**WHAT THE EXERCISE ASKS:**
Leaving out the pictures, output each record exactly as it stands.

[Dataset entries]
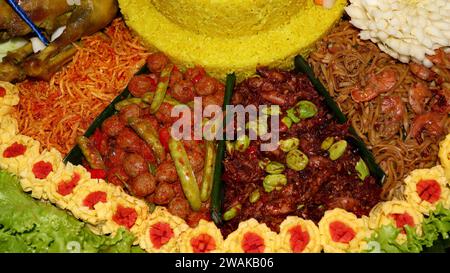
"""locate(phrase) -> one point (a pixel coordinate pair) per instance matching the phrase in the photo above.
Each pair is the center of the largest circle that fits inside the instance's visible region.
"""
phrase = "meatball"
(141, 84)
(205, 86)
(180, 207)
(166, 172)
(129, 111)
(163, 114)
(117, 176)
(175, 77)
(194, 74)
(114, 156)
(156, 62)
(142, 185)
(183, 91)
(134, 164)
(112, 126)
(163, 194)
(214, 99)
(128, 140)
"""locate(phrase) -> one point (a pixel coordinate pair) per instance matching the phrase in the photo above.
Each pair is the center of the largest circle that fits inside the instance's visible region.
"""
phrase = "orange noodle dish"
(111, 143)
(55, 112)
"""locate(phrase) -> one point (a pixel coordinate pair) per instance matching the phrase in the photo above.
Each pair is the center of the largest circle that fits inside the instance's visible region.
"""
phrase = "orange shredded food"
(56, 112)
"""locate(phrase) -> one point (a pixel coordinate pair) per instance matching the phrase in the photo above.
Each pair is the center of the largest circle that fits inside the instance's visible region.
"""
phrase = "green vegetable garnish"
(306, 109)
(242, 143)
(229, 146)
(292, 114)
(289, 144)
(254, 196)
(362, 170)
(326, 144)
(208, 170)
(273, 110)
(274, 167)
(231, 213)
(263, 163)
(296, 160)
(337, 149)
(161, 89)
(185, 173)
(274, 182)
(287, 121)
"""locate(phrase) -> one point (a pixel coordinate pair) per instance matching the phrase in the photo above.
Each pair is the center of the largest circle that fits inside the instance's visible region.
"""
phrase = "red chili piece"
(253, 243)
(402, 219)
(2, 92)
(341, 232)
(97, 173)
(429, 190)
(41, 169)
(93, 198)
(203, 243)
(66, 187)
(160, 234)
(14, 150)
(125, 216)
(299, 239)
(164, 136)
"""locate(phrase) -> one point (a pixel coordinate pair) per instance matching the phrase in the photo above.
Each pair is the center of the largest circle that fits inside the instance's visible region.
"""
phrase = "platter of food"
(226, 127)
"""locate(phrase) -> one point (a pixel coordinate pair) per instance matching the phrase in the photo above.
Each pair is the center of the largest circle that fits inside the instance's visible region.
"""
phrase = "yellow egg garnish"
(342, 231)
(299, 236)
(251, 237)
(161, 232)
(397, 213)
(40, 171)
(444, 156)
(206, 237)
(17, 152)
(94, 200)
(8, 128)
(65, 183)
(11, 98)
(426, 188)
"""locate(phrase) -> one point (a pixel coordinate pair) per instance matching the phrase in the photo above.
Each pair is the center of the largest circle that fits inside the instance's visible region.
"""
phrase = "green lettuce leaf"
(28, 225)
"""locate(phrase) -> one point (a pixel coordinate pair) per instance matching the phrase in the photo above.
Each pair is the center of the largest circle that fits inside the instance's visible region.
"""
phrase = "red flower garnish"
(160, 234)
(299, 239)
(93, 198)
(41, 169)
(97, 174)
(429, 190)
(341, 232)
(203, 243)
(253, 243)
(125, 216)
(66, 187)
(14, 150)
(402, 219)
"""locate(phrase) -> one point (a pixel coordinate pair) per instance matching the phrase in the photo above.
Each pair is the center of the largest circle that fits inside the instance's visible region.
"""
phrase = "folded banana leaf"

**RESPONSE TO THIS TASK:**
"""locate(phrase) -> one point (a pixel coordinate pair) per instance matching the phrase in the photo above.
Each pair is the center of the largest circle that fits inside the instance's visible region.
"""
phrase = "meatball"
(141, 84)
(205, 86)
(180, 207)
(166, 172)
(129, 111)
(163, 114)
(117, 176)
(175, 77)
(194, 74)
(114, 156)
(156, 62)
(142, 185)
(183, 91)
(134, 164)
(112, 126)
(163, 194)
(214, 99)
(128, 140)
"""locate(phrase) -> one point (a pixel coordinate pair) per instance matching the phrase in the photo above.
Each pair is the center of the largest circle that fits inside the instance's visible region.
"""
phrase = "orange noodle dish"
(111, 143)
(55, 112)
"""locate(phrase) -> one point (a pixel coordinate pair) per instance matching the phrase in the photo above.
Each pair is the center of the largest circle that fits inside the instance's visible region.
"""
phrase = "orange shredded food"
(56, 112)
"""locate(phrase) -> one point (a pixel coordinate pair) per instance matching the phrase in the photo above.
Each pair is the center of the largest circle that fits inside the instance's visible region.
"""
phrase = "green vegetable garnish"
(306, 109)
(242, 143)
(229, 146)
(292, 114)
(289, 144)
(254, 196)
(362, 170)
(326, 144)
(208, 170)
(273, 110)
(274, 167)
(231, 213)
(263, 163)
(296, 160)
(337, 149)
(161, 89)
(185, 173)
(274, 182)
(287, 121)
"""locate(phrase) -> one point (a pixel coordinate pair) per instance matching the phrase in the photo above.
Each pair is the center of the largest circle that fits inside the instance's visible region.
"""
phrase = "red chili piece"
(253, 243)
(402, 219)
(2, 92)
(341, 232)
(97, 173)
(429, 190)
(41, 169)
(93, 198)
(203, 243)
(66, 187)
(160, 234)
(14, 150)
(125, 216)
(299, 239)
(164, 136)
"""locate(phrase) -> one point (a pixel coordinate pair) per instance matching the phrase in the photo above.
Each pair is the center of the largest circle that fits inside the instance's visible region.
"""
phrase = "platter of food"
(226, 127)
"""locate(phrase) -> one point (a pixel coordinate pair) per instance matching the phrase in the photo above.
Each pair is the center of the largest circle that fits inside the instance's visible region.
"""
phrase = "yellow egg garnish"
(342, 231)
(299, 236)
(251, 237)
(161, 232)
(397, 213)
(40, 171)
(444, 156)
(206, 237)
(17, 152)
(94, 200)
(8, 128)
(65, 183)
(11, 98)
(426, 188)
"""locate(phrase) -> one point (a pixel coordinate pair) per instance matching the phrase in the photo above.
Each pair is the center of the largest circle that fits inside the instance's visible region.
"""
phrase = "green lettuce leaf"
(28, 225)
"""locate(phrase) -> one point (a pixel coordinate pair) per instance matching the phrase in the photo above.
Each pair is the center of the largest circle that fits inside the instance's visible region.
"""
phrase = "red flower garnish"
(160, 234)
(299, 239)
(93, 198)
(41, 169)
(97, 174)
(429, 190)
(341, 232)
(203, 243)
(253, 243)
(125, 216)
(66, 187)
(14, 150)
(402, 219)
"""locate(phrase) -> one point (a pixel coordinate pair) per instance matching the phrase in the photo above.
Each pair is the center of the largest circle that fits inside the instance's visible region.
"""
phrase = "folded banana leaf"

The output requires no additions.